(Items listed in a dataset)
──────────

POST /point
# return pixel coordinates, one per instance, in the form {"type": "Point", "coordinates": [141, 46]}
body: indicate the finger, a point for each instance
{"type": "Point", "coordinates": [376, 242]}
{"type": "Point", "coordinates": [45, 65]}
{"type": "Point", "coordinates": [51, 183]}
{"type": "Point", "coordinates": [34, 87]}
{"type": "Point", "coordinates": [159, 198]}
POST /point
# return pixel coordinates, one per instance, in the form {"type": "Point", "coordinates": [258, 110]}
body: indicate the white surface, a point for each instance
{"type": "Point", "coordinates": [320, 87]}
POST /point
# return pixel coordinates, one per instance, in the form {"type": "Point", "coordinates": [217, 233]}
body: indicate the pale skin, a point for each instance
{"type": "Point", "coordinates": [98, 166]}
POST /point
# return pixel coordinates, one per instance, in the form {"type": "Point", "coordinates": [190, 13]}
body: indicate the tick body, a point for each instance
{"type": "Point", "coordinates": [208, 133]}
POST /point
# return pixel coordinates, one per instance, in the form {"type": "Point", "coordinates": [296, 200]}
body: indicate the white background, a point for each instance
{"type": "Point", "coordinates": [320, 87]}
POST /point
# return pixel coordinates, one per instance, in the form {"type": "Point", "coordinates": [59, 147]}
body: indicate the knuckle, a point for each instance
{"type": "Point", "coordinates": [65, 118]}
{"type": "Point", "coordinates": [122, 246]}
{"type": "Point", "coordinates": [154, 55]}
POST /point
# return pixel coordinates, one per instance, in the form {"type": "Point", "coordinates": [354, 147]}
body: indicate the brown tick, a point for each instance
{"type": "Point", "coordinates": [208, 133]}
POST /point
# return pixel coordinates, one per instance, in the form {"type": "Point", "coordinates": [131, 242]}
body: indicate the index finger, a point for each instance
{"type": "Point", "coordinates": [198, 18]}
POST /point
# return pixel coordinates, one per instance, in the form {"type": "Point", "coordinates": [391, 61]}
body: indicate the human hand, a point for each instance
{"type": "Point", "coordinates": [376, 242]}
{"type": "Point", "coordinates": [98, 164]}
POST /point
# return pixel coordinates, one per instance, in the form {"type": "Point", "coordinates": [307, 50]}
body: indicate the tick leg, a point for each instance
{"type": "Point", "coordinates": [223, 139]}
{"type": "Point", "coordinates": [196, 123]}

──────────

Work to do =
Retype the listing exactly, in full.

Correct result =
POST /point
# return pixel coordinates, one per instance, in the form {"type": "Point", "coordinates": [141, 46]}
body: indicate the finger, a point for each instance
{"type": "Point", "coordinates": [376, 242]}
{"type": "Point", "coordinates": [45, 65]}
{"type": "Point", "coordinates": [51, 183]}
{"type": "Point", "coordinates": [34, 87]}
{"type": "Point", "coordinates": [159, 198]}
POST /point
# return pixel coordinates, one per instance, in the form {"type": "Point", "coordinates": [258, 110]}
body: indicate the white surface, a point for each instance
{"type": "Point", "coordinates": [320, 87]}
POST /point
# return pixel coordinates, one per instance, in the form {"type": "Point", "coordinates": [217, 233]}
body: indicate the pale skin, a point for each instance
{"type": "Point", "coordinates": [98, 166]}
POST /point
# return pixel coordinates, one per instance, in the form {"type": "Point", "coordinates": [190, 13]}
body: indicate the tick body, a point for each instance
{"type": "Point", "coordinates": [208, 133]}
POST /point
# return pixel coordinates, one per instance, in the form {"type": "Point", "coordinates": [296, 200]}
body: indicate the white background, a point for each instance
{"type": "Point", "coordinates": [320, 87]}
POST /point
# return pixel coordinates, one per instance, in the form {"type": "Point", "coordinates": [59, 147]}
body: indicate the knuckle, a point for each instance
{"type": "Point", "coordinates": [65, 118]}
{"type": "Point", "coordinates": [122, 246]}
{"type": "Point", "coordinates": [154, 55]}
POST /point
# return pixel coordinates, one per instance, in the form {"type": "Point", "coordinates": [354, 147]}
body: indicate the brown tick, a point for each instance
{"type": "Point", "coordinates": [208, 133]}
POST /point
# return pixel coordinates, one per instance, in the form {"type": "Point", "coordinates": [131, 242]}
body: indicate the index finger, a point for each instance
{"type": "Point", "coordinates": [198, 18]}
POST /point
# return pixel coordinates, one per instance, in the form {"type": "Point", "coordinates": [391, 61]}
body: indicate the human hand, a point for each instance
{"type": "Point", "coordinates": [376, 242]}
{"type": "Point", "coordinates": [98, 164]}
POST /point
# return pixel coordinates, one per instance, in the form {"type": "Point", "coordinates": [307, 50]}
body: indicate the tick leg, a point for each instance
{"type": "Point", "coordinates": [223, 139]}
{"type": "Point", "coordinates": [196, 123]}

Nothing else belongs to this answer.